Few monuments seem more patriotic than South Dakota’s Mount Rushmore, so you might think it’s the perfect place for a July 4 celebration. President Trump’s plans for a July 4 fireworks display at Mount Rushmore, however, are being criticized by Native Americans who view the monument as a profane symbol of the land stolen from them. Native American groups are planning protests for the president’s visit on July 3, which is also slated to include a fighter jet flyover.
Nick Tilsen, a member of the Oglala Lakota tribe and president of the NDN Collective activist organization, said, “Mount Rushmore is a symbol of white supremacy, of structural racism that’s still alive and well in society today. It’s an injustice to actively steal indigenous people’s land then carve the white faces of the conquerors who committed genocide.”
And it’s not just Native Americans who take issue with the celebration.
In a statement, the Coalition to Protest America’s National Parks said, “While we fully understand the desire to celebrate the founding of our nation, shooting off fireworks at Mount Rushmore National Memorial is ill-advised and unsafe, particularly as we continue to grapple with the ongoing impacts of COVID-19.”

(Saved entries)
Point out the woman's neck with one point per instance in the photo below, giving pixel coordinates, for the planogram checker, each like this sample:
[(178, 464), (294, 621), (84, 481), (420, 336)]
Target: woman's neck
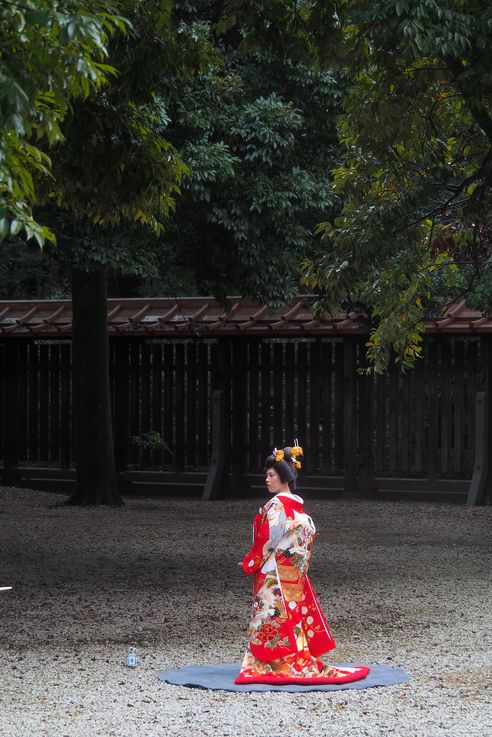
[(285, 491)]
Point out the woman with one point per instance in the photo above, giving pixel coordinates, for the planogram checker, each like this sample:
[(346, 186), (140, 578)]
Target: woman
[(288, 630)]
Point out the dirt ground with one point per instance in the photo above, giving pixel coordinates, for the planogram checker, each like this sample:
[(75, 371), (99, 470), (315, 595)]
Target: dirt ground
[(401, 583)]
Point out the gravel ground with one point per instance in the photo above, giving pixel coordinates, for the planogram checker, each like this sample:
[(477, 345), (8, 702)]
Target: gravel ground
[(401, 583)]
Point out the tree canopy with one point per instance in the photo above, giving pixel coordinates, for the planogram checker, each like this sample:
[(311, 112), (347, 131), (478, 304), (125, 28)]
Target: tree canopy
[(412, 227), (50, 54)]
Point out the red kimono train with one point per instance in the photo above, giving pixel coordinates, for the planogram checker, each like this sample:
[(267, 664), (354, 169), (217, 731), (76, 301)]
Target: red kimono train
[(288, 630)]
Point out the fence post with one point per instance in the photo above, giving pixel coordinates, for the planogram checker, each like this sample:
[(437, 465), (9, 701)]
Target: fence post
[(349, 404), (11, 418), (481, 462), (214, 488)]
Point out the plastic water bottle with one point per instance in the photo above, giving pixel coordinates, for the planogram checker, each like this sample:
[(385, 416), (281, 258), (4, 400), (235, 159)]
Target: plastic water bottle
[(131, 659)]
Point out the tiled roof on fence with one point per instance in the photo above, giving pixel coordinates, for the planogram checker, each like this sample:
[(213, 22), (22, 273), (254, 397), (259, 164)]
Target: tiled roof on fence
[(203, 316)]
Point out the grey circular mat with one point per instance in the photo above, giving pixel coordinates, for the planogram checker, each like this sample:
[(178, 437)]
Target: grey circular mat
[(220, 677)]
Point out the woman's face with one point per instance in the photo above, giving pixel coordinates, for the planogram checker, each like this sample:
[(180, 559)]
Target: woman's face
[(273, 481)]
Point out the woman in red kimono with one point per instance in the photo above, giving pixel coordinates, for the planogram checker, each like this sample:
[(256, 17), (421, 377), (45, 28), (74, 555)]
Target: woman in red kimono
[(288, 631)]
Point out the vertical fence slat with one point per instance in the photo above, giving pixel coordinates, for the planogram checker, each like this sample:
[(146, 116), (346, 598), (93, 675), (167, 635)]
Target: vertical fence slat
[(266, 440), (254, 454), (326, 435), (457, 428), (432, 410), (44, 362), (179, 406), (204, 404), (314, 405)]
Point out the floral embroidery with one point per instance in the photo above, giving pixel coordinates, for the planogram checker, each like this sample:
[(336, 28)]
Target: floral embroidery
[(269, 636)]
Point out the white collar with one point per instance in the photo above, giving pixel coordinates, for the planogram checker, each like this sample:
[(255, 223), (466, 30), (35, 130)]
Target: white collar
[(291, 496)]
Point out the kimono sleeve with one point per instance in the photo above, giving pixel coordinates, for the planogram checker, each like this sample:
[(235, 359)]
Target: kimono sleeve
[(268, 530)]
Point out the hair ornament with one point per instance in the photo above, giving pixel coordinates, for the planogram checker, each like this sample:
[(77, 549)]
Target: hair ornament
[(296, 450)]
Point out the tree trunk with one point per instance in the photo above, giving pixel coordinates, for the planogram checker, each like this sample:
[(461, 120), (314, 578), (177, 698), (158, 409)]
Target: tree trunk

Required tasks
a. Answer these about the article on the Mount Rushmore fireworks:
(i) On what date is the president's visit slated to take place?
(ii) Of which tribe is Nick Tilsen a member?
(iii) Which group's statement calls shooting off fireworks at Mount Rushmore "ill-advised and unsafe"?
b. How would you sum up the article on the Mount Rushmore fireworks in two sentences?
c. Write what comes next in the article on the Mount Rushmore fireworks, picking up after its final sentence.

Answers
a.
(i) July 3
(ii) The Oglala Lakota tribe
(iii) The Coalition to Protest America's National Parks

b. Native Americans, who see Mount Rushmore as a symbol of land stolen from them, are criticizing President Trump's planned July 4 fireworks display there, and Native American groups plan protests for his July 3 visit. The Coalition to Protest America's National Parks also objects, calling the fireworks ill-advised and unsafe given the ongoing impacts of COVID-19.

c.
And beyond the risks associated with crowds in the time of a pandemic, there are serious environmental issues surrounding the event.
The fireworks display at Mount Rushmore was stopped in 2009 out of the concerns that it could lead to wildfires in the forested land around the monument. This year, dry conditions make the event very risky, explains South Dakota News Watch. The statement from Coalition to Protect America’s National Parks also explains that, in the past, the event was linked to “pollution of groundwater which has gradually been improving since the cessation of the event in 2009.”
It’s highly unlikely, however, that Trump will take either group’s grievances into account.